Exercise instructions
Please rewrite all of the records below with "rough mask" changed to "coarse mask" everywhere it appears, leaving everything else unchanged and leaving out the picture.

Dataset content
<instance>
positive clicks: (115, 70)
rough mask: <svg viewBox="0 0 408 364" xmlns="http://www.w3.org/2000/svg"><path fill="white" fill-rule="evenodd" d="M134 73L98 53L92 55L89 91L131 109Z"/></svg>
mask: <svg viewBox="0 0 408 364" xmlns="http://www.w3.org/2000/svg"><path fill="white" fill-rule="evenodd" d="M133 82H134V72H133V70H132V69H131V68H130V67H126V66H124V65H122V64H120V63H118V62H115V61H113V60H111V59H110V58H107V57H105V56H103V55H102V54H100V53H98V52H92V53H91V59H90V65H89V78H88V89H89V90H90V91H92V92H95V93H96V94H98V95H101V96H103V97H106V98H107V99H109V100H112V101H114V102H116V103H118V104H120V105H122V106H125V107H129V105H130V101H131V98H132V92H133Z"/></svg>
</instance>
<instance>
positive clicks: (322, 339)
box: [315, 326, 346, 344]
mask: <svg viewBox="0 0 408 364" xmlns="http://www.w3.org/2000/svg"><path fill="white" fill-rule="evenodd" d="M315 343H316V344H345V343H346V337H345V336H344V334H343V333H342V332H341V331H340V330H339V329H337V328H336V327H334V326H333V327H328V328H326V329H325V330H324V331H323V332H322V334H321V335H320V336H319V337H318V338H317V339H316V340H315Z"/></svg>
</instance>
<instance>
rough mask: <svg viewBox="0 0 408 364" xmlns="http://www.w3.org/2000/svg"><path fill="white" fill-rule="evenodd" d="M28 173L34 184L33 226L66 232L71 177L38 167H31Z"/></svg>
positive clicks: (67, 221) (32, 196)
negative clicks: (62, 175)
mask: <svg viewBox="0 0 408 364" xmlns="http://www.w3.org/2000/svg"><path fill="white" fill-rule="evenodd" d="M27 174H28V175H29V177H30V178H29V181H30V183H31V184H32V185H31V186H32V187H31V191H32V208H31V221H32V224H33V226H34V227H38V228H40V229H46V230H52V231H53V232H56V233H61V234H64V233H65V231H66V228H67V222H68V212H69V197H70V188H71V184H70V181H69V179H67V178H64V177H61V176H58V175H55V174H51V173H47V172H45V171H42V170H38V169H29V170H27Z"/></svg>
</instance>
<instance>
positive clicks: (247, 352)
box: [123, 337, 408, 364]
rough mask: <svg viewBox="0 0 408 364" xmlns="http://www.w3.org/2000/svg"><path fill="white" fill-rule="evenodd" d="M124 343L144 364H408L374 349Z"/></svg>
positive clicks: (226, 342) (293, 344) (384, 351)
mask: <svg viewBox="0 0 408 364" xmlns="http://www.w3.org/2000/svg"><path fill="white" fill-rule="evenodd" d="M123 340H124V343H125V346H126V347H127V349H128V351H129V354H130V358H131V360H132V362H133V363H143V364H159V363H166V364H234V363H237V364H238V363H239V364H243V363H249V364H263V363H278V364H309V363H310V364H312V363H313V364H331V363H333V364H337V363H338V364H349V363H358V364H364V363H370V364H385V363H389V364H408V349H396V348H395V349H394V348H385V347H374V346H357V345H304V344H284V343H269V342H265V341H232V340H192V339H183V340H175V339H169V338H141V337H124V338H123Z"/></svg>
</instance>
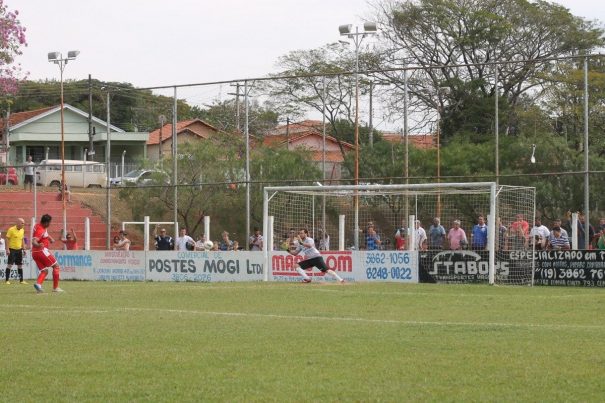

Answer space
<instance>
positive clicks: (115, 70)
coarse mask: <svg viewBox="0 0 408 364" xmlns="http://www.w3.org/2000/svg"><path fill="white" fill-rule="evenodd" d="M134 73L98 53L92 55L89 91L131 109Z"/></svg>
mask: <svg viewBox="0 0 408 364" xmlns="http://www.w3.org/2000/svg"><path fill="white" fill-rule="evenodd" d="M133 82H134V72H133V70H132V69H131V68H130V67H126V66H124V65H122V64H120V63H118V62H115V61H113V60H111V59H110V58H107V57H105V56H103V55H102V54H100V53H98V52H92V53H91V59H90V65H89V78H88V89H89V90H90V91H92V92H95V93H96V94H98V95H101V96H103V97H106V98H107V99H109V100H112V101H114V102H116V103H118V104H120V105H122V106H125V107H129V105H130V101H131V98H132V92H133Z"/></svg>
</instance>
<instance>
positive clicks: (322, 339)
box: [315, 326, 346, 344]
mask: <svg viewBox="0 0 408 364" xmlns="http://www.w3.org/2000/svg"><path fill="white" fill-rule="evenodd" d="M315 343H316V344H345V343H346V337H345V336H344V334H343V333H342V332H341V331H340V330H339V329H337V328H336V327H334V326H333V327H328V328H326V329H325V330H324V331H323V332H322V334H321V335H320V336H319V337H318V338H317V339H316V340H315Z"/></svg>
</instance>
<instance>
coarse mask: <svg viewBox="0 0 408 364" xmlns="http://www.w3.org/2000/svg"><path fill="white" fill-rule="evenodd" d="M28 173L34 184L33 226L66 232L71 177L38 167H31Z"/></svg>
positive clicks: (67, 221) (32, 196)
negative clicks: (62, 175)
mask: <svg viewBox="0 0 408 364" xmlns="http://www.w3.org/2000/svg"><path fill="white" fill-rule="evenodd" d="M27 174H28V175H29V177H30V178H29V181H30V183H31V184H32V185H31V186H32V187H31V191H32V208H31V221H32V224H33V226H34V227H38V228H40V229H46V230H52V231H53V232H56V233H61V234H64V233H65V231H66V228H67V222H68V212H69V197H70V188H71V184H70V181H69V179H67V178H64V177H61V176H58V175H55V174H51V173H47V172H45V171H42V170H38V169H29V170H27Z"/></svg>
</instance>
<instance>
positive clicks: (247, 352)
box: [123, 337, 408, 364]
coarse mask: <svg viewBox="0 0 408 364" xmlns="http://www.w3.org/2000/svg"><path fill="white" fill-rule="evenodd" d="M124 343L144 364H408L374 349Z"/></svg>
positive clicks: (226, 342) (293, 344) (384, 351)
mask: <svg viewBox="0 0 408 364" xmlns="http://www.w3.org/2000/svg"><path fill="white" fill-rule="evenodd" d="M123 340H124V343H125V346H126V347H127V349H128V351H129V354H130V358H131V360H132V362H133V363H143V364H159V363H166V364H234V363H237V364H238V363H239V364H243V363H249V364H263V363H278V364H309V363H310V364H312V363H313V364H331V363H333V364H337V363H338V364H349V363H358V364H364V363H370V364H385V363H389V364H408V349H396V348H395V349H394V348H385V347H374V346H357V345H304V344H284V343H269V342H265V341H232V340H192V339H183V340H175V339H169V338H141V337H124V338H123Z"/></svg>
</instance>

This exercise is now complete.